**WHAT TO PRODUCE**
Print every record exactly.
*** RECORDS FOR THE EXERCISE ***
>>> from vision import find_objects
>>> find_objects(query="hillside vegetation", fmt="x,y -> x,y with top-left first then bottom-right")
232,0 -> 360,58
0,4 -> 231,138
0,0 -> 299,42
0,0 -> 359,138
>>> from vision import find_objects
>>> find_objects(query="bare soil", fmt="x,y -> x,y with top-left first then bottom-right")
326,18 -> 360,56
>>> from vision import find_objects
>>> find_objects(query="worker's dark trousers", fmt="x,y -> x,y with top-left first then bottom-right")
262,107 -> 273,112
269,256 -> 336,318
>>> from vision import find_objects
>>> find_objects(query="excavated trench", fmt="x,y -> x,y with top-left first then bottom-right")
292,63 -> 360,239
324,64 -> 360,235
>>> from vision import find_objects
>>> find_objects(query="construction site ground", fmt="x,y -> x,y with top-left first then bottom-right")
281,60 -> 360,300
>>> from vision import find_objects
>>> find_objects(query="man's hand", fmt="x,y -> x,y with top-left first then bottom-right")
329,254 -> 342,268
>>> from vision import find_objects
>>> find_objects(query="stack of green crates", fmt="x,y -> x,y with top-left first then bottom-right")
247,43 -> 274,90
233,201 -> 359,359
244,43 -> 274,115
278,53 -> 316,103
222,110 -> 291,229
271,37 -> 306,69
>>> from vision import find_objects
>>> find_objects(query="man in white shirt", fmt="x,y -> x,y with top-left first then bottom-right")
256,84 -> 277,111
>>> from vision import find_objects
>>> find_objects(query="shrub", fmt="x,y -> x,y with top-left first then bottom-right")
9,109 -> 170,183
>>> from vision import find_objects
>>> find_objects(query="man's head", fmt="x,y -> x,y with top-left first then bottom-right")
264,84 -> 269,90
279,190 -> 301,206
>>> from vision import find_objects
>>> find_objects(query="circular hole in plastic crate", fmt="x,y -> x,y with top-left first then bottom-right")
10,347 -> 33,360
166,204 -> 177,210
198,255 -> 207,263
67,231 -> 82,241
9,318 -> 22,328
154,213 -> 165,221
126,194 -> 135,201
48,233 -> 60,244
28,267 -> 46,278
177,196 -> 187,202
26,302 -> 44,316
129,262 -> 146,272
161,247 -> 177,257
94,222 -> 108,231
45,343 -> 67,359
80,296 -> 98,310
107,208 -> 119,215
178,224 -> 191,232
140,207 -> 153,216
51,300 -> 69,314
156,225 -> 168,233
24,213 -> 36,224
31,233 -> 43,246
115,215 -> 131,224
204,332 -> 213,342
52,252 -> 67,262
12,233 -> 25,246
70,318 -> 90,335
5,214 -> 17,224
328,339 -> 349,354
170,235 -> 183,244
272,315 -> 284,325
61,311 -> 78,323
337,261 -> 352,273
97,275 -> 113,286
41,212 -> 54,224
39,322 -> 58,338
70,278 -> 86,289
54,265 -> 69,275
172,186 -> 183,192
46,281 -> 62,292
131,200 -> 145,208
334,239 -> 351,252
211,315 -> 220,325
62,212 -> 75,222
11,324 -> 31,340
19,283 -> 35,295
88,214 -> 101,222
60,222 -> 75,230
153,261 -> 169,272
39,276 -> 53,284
*** End of RECORDS FOR THE EXERCISE ***
**EXERCISE RESULT**
>>> from vision import find_objects
>>> find_objects(query="hillside vegetation", fmt="x,y -> x,y with top-left first then bottom-right")
232,0 -> 360,58
0,4 -> 231,138
0,0 -> 299,42
0,0 -> 359,138
>>> from vision import find_objects
>>> find_objects(query="bare soil", fmt="x,y -> x,y with top-left first then bottom-right")
326,18 -> 360,56
>>> from vision import find_objects
>>> find_objects(query="worker's dark trousers", fmt="x,y -> x,y with top-left first then bottom-right")
262,107 -> 273,112
269,256 -> 336,318
>>> from vision import find_objects
>>> find_objects(query="excavated trench", fmt="x,y -> x,y with top-left first then bottom-right")
292,63 -> 360,239
324,64 -> 360,235
>>> from vision import find_objects
>>> find_objects(query="construction site ground", fmt="x,y -> x,y with top-left first then bottom-right")
281,60 -> 360,300
>>> from vision import find_objects
>>> find_objects(query="man's hand", fmt="x,y -> x,y with top-left first then bottom-right")
329,254 -> 342,268
>>> from vision import find_objects
>>> find_objects(query="stack of green crates", fmt="x,y -> x,y with top-left first then bottom-right")
247,43 -> 274,90
233,201 -> 359,359
244,43 -> 274,115
278,53 -> 316,103
222,110 -> 291,229
271,37 -> 306,69
>>> from vision import find_objects
>>> find_objects(query="man in white shirt", fmt="x,y -> x,y with top-left first then bottom-right")
256,84 -> 277,111
>>> from vision import find_objects
>>> find_objects(query="shrub", fmt="x,y -> x,y with top-left first then bottom-right")
9,109 -> 170,183
>>> from vision import find_objects
>>> find_objects(query="man's head", fmt="x,y -> x,y with top-left first then bottom-right")
264,84 -> 269,90
279,190 -> 301,206
>>> from vision import find_objects
>>> find_objects(query="circular hole in plastic crate", fmt="x,y -> x,y with top-left first then bottom-right")
10,347 -> 33,360
166,204 -> 177,210
198,255 -> 207,263
67,231 -> 82,241
9,318 -> 22,328
154,213 -> 165,221
126,194 -> 135,201
48,233 -> 60,244
28,267 -> 46,278
177,196 -> 187,202
26,302 -> 44,316
129,262 -> 146,272
161,247 -> 177,257
94,222 -> 108,231
45,343 -> 67,359
80,296 -> 98,310
107,208 -> 119,215
178,224 -> 191,232
140,207 -> 153,216
51,300 -> 69,314
156,225 -> 168,233
24,213 -> 36,224
31,233 -> 43,246
115,215 -> 131,224
204,332 -> 213,342
52,252 -> 67,262
12,233 -> 25,246
70,318 -> 90,335
5,214 -> 17,224
328,339 -> 349,354
170,235 -> 183,244
272,315 -> 284,325
61,311 -> 78,323
337,261 -> 352,273
97,275 -> 113,286
41,212 -> 54,224
39,322 -> 58,338
70,278 -> 86,289
54,265 -> 69,275
172,186 -> 183,192
46,281 -> 62,292
131,200 -> 145,208
334,239 -> 351,252
211,315 -> 220,325
62,212 -> 75,222
11,324 -> 31,340
19,283 -> 35,295
88,214 -> 101,222
60,222 -> 75,230
153,261 -> 169,272
39,276 -> 53,284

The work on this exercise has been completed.